* start Source material *

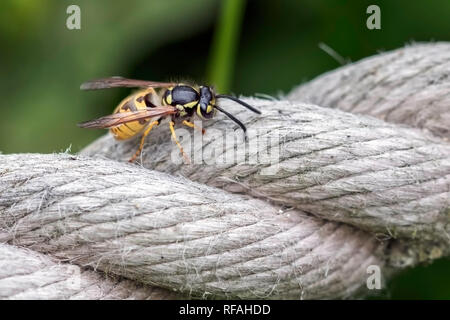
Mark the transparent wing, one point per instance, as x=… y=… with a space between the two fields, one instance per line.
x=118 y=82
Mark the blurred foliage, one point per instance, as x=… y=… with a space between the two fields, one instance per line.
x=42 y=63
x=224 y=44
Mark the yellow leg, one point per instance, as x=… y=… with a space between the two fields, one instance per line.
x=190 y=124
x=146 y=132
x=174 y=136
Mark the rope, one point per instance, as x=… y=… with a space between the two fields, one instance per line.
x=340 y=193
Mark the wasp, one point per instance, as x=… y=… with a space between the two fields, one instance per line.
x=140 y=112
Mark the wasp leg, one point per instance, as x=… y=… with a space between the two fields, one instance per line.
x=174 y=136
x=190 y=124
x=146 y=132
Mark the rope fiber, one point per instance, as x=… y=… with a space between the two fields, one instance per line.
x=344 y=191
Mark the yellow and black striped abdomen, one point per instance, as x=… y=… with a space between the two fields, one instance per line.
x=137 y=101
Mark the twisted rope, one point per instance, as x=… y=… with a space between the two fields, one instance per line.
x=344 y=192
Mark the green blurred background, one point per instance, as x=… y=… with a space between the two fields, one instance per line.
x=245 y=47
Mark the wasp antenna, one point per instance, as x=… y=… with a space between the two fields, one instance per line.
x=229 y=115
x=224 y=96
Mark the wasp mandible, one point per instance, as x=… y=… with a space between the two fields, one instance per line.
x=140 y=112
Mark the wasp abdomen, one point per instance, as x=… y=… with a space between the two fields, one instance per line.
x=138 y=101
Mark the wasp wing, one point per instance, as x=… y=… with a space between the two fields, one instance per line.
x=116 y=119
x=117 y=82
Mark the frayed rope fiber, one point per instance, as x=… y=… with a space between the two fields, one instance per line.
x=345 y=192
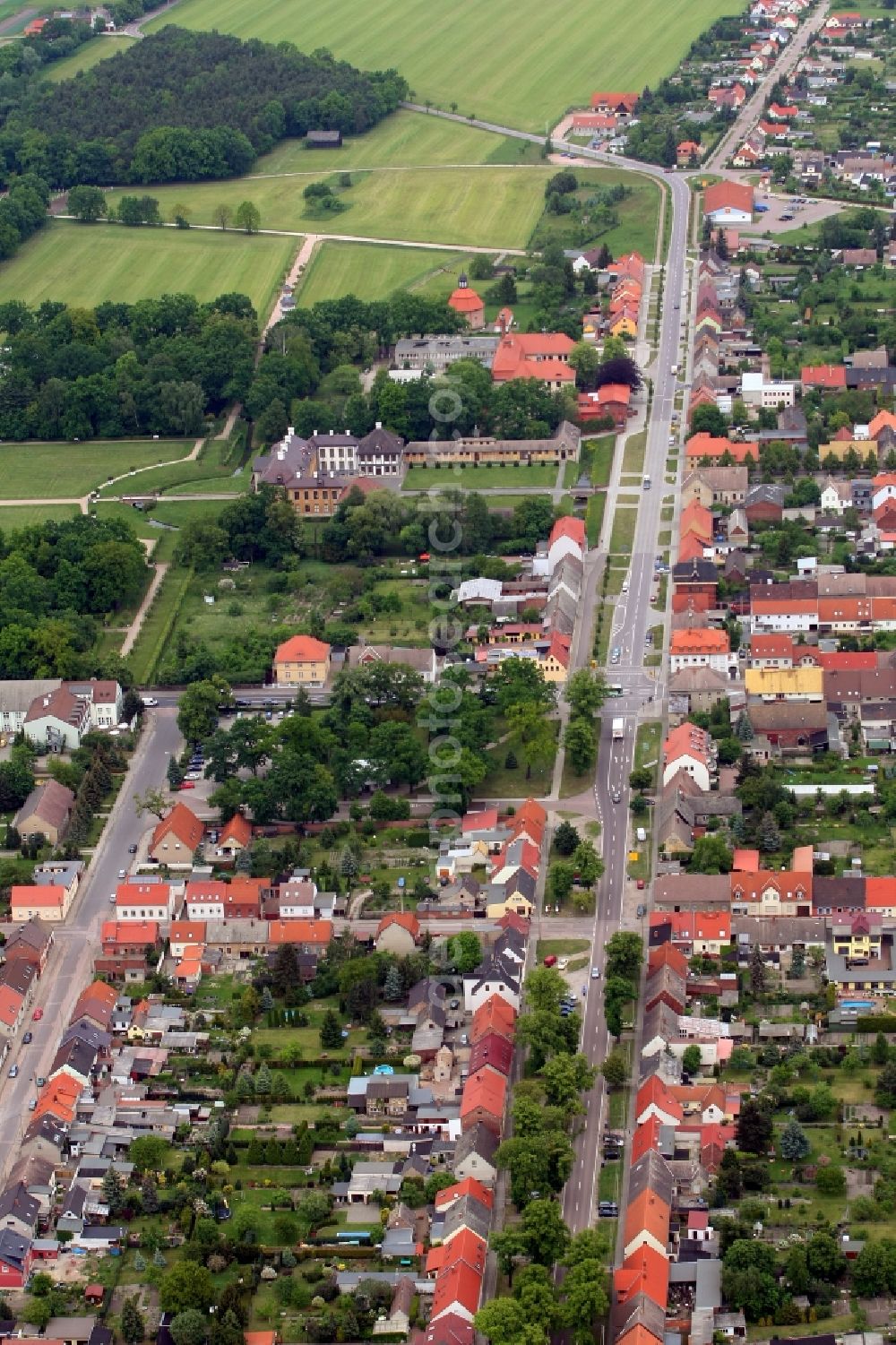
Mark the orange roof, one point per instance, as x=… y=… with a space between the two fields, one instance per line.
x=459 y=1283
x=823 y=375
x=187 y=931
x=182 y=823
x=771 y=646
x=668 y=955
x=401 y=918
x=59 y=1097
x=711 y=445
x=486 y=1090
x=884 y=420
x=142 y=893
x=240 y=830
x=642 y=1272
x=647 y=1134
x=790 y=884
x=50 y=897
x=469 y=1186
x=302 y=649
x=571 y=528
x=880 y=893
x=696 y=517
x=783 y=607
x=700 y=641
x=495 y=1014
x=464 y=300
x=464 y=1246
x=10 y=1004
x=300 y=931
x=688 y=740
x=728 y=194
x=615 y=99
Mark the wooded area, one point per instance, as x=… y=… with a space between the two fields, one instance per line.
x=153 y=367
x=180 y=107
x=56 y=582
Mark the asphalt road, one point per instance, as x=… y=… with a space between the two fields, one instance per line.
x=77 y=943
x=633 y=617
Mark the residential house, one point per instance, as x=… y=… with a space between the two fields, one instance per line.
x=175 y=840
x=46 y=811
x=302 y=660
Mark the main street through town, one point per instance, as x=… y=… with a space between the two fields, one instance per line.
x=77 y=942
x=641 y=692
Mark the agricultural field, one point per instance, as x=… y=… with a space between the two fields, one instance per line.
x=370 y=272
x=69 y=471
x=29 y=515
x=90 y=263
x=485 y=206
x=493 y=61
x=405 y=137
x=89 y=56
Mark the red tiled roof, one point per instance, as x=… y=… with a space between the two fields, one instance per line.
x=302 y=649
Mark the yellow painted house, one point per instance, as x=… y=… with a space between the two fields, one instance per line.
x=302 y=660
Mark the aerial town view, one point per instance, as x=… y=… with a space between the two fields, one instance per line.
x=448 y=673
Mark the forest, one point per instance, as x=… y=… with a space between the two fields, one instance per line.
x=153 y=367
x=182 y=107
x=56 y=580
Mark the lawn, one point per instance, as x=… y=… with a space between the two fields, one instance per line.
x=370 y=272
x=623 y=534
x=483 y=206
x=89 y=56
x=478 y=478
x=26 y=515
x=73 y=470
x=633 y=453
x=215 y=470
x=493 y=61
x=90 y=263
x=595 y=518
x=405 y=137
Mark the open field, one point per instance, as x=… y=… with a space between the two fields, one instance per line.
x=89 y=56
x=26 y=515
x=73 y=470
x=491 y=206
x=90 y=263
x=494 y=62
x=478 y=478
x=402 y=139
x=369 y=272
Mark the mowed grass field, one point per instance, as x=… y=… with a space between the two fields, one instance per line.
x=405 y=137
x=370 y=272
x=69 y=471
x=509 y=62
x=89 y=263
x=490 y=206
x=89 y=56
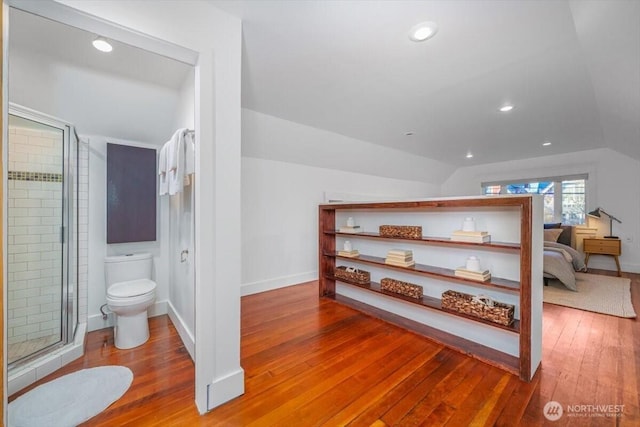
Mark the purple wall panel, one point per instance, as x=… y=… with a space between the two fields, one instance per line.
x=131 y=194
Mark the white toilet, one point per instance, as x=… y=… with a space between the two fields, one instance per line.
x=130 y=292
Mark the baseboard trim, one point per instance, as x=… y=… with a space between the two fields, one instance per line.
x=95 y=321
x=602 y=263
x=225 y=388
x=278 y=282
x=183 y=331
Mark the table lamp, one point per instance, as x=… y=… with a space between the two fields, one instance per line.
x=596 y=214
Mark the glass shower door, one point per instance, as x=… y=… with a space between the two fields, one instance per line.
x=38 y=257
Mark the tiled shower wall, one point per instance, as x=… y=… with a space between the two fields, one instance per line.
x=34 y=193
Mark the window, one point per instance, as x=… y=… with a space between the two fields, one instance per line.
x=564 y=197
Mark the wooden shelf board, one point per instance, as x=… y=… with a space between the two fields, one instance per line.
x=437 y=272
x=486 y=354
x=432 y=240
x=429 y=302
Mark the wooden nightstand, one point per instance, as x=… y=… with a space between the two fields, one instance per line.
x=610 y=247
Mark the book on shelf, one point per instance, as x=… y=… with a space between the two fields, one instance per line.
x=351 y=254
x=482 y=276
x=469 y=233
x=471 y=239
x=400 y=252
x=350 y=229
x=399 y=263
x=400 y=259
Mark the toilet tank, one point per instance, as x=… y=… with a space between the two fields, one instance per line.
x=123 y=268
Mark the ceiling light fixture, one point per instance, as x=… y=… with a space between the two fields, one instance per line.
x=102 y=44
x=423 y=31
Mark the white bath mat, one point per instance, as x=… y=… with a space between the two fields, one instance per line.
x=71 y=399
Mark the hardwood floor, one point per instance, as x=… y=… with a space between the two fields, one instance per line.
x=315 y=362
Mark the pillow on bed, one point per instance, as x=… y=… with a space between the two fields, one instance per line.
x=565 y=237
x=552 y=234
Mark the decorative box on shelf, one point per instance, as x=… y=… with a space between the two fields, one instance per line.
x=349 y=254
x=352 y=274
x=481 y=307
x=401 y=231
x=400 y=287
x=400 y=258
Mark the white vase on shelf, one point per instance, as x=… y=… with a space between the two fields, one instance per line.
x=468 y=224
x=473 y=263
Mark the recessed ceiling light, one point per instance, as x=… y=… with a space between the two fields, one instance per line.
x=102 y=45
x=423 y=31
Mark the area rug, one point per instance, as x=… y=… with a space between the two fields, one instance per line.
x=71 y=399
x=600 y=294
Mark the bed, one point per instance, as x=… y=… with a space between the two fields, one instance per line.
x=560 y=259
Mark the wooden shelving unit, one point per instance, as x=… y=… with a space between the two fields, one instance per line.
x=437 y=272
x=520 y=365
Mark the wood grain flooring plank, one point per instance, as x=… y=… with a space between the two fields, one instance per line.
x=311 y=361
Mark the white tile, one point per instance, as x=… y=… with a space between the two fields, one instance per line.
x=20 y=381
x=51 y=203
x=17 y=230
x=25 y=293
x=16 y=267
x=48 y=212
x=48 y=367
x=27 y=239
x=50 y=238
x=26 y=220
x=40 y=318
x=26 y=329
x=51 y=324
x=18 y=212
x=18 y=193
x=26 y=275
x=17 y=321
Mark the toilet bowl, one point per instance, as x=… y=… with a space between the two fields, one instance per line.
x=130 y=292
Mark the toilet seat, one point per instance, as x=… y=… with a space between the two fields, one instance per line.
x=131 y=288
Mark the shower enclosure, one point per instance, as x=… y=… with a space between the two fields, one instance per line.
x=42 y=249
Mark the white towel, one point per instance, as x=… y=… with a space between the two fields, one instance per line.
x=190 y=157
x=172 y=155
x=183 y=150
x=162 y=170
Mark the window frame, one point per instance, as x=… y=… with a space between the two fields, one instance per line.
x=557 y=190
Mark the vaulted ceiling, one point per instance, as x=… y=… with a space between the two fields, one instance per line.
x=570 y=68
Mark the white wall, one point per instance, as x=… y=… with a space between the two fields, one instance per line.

* end Source material *

Please write out everything from the line containing "Mark the hardwood" down to the line containing "x=315 y=362", both included, exactly as they appear in the rows above.

Solution to the exercise:
Mark the hardwood floor, one point per instance, as x=… y=… with a space between the two fields, one instance per line.
x=315 y=362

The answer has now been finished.